## PROVIDED INFORMATION

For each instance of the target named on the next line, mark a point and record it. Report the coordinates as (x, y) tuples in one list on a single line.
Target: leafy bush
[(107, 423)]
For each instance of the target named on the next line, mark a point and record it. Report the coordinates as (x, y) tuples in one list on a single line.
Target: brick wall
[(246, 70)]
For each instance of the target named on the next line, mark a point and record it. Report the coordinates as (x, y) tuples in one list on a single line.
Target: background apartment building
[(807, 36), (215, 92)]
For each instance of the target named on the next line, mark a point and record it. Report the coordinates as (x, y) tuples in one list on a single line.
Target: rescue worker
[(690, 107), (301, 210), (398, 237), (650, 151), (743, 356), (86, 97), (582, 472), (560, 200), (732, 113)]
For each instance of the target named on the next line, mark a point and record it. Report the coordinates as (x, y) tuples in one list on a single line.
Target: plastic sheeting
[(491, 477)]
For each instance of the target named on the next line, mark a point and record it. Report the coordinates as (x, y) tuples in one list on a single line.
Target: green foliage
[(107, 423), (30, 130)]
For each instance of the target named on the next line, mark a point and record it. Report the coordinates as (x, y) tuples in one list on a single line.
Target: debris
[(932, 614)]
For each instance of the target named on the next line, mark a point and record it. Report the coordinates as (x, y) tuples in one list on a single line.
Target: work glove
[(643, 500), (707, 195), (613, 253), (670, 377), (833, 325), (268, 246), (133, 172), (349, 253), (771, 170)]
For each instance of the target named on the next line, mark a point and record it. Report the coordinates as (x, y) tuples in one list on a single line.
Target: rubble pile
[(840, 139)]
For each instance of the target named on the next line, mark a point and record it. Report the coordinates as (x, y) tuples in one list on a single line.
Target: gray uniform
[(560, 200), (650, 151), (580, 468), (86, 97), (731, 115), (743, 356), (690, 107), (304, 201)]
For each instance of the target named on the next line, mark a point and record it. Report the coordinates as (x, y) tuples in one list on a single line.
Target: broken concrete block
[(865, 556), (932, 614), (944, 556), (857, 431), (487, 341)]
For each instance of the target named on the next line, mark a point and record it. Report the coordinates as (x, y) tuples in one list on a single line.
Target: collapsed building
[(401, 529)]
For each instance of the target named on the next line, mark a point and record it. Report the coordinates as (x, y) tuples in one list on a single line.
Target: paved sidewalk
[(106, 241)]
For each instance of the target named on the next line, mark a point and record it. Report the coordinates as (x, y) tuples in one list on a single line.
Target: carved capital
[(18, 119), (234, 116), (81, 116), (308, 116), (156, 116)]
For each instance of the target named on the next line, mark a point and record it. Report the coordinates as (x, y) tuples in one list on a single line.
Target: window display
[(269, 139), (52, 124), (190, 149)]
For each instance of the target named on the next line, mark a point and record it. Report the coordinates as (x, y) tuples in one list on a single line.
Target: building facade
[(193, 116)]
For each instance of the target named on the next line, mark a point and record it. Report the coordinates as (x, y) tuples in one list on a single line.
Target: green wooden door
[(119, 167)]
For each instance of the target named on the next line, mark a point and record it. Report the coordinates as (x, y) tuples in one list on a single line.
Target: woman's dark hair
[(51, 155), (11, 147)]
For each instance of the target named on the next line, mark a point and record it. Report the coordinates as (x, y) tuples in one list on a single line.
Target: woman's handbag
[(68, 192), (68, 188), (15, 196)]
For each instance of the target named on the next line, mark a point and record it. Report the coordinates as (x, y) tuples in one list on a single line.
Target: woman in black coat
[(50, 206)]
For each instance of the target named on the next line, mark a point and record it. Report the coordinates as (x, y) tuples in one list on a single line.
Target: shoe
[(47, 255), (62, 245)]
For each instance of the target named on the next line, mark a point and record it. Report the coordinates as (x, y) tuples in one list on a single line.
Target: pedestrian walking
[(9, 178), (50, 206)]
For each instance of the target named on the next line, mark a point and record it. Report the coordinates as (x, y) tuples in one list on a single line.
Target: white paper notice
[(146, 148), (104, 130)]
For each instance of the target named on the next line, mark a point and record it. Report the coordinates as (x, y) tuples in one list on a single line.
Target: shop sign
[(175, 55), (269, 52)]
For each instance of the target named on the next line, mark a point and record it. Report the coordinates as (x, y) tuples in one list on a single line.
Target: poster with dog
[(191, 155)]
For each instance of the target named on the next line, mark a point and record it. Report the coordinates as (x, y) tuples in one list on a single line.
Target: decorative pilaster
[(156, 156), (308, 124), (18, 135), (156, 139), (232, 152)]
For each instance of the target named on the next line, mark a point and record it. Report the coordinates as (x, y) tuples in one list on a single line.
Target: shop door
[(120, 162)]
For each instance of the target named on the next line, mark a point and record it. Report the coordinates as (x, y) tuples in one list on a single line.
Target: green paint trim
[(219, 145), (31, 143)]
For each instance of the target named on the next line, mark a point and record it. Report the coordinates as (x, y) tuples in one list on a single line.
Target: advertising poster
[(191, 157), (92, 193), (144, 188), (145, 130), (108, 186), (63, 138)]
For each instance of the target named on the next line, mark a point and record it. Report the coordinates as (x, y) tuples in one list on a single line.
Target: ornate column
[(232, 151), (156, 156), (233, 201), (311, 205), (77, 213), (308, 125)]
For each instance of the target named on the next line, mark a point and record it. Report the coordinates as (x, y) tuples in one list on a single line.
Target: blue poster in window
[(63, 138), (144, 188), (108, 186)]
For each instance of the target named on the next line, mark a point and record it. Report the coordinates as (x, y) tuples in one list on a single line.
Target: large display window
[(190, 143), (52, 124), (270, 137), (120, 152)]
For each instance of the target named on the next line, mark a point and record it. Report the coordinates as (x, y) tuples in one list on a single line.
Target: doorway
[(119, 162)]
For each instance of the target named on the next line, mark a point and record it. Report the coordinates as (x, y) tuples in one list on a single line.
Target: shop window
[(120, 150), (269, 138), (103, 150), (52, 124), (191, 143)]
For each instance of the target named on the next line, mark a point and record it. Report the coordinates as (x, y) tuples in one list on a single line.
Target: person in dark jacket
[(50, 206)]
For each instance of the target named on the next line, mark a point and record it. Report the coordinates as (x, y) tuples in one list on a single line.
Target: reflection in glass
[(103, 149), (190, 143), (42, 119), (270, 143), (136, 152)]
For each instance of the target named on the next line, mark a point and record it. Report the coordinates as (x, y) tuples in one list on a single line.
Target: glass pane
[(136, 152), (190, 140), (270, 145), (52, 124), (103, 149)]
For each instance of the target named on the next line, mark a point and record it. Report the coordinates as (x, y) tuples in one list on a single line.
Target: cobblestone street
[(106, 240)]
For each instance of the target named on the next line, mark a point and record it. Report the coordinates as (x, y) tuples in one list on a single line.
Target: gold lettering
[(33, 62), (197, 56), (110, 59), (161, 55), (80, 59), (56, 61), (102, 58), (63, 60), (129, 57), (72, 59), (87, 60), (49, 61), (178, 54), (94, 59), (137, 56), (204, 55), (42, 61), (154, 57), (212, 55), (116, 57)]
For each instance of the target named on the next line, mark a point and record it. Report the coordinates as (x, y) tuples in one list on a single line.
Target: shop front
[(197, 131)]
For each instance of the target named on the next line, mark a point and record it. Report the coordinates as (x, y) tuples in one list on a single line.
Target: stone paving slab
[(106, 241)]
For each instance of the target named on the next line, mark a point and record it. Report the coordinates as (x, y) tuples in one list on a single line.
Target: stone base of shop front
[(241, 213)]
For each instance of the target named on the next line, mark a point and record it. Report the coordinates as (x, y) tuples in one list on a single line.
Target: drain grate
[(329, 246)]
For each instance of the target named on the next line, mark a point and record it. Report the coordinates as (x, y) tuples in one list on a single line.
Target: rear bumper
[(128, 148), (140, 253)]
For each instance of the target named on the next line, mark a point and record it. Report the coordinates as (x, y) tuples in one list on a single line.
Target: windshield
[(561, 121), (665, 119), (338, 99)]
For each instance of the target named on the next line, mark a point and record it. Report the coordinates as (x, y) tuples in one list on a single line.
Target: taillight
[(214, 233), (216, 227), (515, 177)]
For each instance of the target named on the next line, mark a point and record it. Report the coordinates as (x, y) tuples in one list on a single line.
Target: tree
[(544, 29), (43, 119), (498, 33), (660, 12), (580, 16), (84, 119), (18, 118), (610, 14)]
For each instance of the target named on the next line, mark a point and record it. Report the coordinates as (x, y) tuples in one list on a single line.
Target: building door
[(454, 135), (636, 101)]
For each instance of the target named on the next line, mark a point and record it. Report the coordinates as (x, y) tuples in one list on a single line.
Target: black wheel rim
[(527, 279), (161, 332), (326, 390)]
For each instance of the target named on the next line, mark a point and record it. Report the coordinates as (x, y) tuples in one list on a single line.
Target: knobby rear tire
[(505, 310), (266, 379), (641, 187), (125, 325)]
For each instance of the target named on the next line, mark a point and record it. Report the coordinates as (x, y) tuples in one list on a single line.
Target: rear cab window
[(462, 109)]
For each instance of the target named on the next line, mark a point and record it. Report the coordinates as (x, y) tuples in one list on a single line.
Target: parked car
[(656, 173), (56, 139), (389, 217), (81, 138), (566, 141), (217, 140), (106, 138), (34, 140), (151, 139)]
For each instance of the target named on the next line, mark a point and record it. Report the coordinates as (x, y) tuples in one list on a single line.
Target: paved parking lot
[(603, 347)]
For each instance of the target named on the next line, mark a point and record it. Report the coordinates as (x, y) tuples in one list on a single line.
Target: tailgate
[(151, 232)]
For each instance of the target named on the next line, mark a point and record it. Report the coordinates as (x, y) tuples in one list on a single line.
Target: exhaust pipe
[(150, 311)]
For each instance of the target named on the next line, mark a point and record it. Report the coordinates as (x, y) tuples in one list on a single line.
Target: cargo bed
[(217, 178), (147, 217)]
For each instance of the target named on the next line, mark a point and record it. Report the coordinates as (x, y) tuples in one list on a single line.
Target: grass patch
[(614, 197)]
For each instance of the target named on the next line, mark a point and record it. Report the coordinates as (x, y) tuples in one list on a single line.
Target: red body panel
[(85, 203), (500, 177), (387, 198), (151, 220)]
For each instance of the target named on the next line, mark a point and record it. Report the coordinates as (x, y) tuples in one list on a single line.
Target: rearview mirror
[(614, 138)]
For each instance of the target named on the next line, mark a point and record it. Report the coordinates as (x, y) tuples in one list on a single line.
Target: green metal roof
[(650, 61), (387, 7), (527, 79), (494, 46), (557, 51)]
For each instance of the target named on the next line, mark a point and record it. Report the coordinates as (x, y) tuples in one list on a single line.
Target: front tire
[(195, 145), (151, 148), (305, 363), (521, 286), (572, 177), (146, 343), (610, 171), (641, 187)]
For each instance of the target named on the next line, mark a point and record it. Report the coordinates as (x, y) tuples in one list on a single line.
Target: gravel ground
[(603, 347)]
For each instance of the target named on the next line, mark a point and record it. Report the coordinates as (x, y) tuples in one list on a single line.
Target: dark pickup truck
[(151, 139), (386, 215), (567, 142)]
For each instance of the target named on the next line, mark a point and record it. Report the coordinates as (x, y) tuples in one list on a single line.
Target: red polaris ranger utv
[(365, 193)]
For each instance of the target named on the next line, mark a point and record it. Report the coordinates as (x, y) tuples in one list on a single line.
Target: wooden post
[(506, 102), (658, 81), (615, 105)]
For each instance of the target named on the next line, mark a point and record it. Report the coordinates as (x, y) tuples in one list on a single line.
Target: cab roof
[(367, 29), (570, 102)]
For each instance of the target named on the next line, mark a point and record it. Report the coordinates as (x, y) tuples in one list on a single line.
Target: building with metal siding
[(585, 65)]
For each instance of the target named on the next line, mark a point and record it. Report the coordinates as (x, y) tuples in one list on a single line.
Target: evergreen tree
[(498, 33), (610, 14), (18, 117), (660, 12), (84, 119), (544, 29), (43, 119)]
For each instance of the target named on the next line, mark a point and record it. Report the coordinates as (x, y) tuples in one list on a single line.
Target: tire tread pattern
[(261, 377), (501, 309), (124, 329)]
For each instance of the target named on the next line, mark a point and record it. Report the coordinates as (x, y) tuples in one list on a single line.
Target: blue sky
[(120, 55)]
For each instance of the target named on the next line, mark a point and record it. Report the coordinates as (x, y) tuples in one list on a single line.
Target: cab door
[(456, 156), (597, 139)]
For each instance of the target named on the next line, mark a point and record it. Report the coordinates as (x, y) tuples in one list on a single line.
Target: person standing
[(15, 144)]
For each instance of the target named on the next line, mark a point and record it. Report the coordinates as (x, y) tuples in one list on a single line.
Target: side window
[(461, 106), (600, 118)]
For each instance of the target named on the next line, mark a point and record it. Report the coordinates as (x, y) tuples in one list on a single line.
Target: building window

## THE PROBLEM
Copy the records from the start through the line that contains "[(807, 36), (215, 92)]", changing "brick wall" to "stone wall" and keeping every other line as is.

## THE ANSWER
For each instance of the target named on the next line, mark a point and record it. Report the coordinates as (x, y) tuples in one list on a single line.
Target: leafy bush
[(107, 423)]
For each instance of the target named on the next line, mark a point and record it. Report the coordinates as (x, y) tuples in one list on a single line.
Target: stone wall
[(246, 70)]
For each instance of the target named on the next line, mark a point and record it. Report the coordinates as (x, y) tuples in one list on a single line.
Target: background apartment building
[(807, 36), (215, 92)]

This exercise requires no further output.